══ EXTRACTED MATERIAL

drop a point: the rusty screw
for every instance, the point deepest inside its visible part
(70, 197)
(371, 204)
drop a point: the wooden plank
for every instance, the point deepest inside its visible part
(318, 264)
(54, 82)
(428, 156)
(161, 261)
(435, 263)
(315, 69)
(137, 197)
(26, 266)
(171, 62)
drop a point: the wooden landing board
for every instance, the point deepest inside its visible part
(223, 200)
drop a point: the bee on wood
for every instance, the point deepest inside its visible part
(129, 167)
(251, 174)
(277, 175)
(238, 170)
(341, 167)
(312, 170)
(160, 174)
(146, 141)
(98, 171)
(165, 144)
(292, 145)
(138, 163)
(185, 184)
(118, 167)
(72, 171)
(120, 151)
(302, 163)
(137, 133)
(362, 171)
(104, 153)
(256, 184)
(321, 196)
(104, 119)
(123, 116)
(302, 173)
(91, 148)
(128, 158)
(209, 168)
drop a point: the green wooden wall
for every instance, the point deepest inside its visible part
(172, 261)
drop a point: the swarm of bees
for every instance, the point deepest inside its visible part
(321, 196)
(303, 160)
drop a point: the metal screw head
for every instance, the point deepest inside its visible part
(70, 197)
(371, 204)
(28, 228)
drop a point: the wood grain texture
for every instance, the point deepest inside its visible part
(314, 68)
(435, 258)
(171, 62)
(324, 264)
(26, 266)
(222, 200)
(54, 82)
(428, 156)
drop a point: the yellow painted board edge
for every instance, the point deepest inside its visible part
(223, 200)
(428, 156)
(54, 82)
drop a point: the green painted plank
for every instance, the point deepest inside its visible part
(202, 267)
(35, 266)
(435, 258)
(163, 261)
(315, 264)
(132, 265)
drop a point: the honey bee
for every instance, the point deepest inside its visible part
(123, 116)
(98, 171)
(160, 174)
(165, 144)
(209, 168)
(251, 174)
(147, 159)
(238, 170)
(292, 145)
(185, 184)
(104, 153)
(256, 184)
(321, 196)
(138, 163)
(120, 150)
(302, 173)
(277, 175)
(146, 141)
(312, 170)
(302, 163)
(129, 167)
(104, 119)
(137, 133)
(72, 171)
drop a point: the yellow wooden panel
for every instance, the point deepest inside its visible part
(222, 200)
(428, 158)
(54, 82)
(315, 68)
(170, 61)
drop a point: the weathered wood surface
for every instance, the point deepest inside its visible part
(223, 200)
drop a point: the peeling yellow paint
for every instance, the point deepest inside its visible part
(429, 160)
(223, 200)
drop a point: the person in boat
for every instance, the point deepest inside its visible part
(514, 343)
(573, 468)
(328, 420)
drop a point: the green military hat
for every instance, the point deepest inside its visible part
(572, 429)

════

» EXERCISE PROMPT: Retype every entry word for word.

» THE COMPLETED TASK:
drop a point: the rusty screw
for every instance, the point deepest inside its visible part
(70, 197)
(371, 204)
drop a point: the wooden plank
for every instance, the point deepest inside its visible part
(318, 264)
(54, 82)
(428, 156)
(161, 261)
(435, 263)
(315, 69)
(137, 197)
(26, 266)
(171, 62)
drop a point: the wooden landing board
for every instance, the point deepest inside its visible part
(223, 200)
drop a point: the bee on wood
for every instance, the point deepest inside its visible part
(129, 167)
(251, 174)
(277, 175)
(238, 170)
(341, 167)
(312, 170)
(160, 174)
(146, 141)
(98, 171)
(165, 144)
(292, 145)
(138, 163)
(185, 184)
(118, 167)
(72, 171)
(120, 151)
(302, 163)
(137, 133)
(362, 171)
(104, 153)
(256, 184)
(321, 196)
(104, 119)
(123, 116)
(302, 173)
(91, 148)
(128, 158)
(209, 168)
drop a point: the green wooden wall
for every instance, the point deepest inside its visible part
(172, 261)
drop a point: the swarm of bees
for every instance, the point deepest inside its visible part
(321, 196)
(303, 160)
drop a point: the metal screw head
for every instance, the point deepest inside its visible part
(70, 197)
(371, 204)
(28, 228)
drop a point: the wood grain texture
for every instance, the point deepest inside its visible part
(314, 68)
(435, 258)
(171, 62)
(324, 264)
(26, 266)
(222, 200)
(54, 82)
(428, 156)
drop a point: the yellow painted board edge
for every instance, the point deepest inside its visible part
(223, 200)
(428, 156)
(54, 82)
drop a point: the green painted plank
for every instance, the point deepest inside its visible part
(202, 267)
(35, 266)
(435, 258)
(163, 261)
(315, 264)
(132, 265)
drop a point: the honey bee
for every instance, the point deepest inside its visible part
(123, 116)
(98, 171)
(160, 174)
(165, 144)
(209, 168)
(251, 174)
(147, 159)
(238, 170)
(292, 145)
(185, 184)
(104, 153)
(256, 184)
(321, 196)
(138, 163)
(120, 150)
(302, 173)
(277, 175)
(146, 141)
(312, 170)
(302, 163)
(129, 167)
(104, 119)
(137, 133)
(72, 171)
drop a point: the yellow wooden panel
for every instance, the point deepest inside its visible part
(222, 200)
(428, 158)
(54, 82)
(315, 68)
(170, 61)
drop a point: the weathered wood surface
for every instance, the point deepest inside its visible part
(223, 200)
drop a point: the peeling yellow paint
for every instance, the point deepest inside its visible part
(429, 160)
(223, 200)
drop a point: the person in boat
for every instance, the point deepest inside its visible part
(514, 343)
(573, 468)
(328, 420)
drop a point: the green military hat
for every instance, the point deepest inside its visible part
(572, 429)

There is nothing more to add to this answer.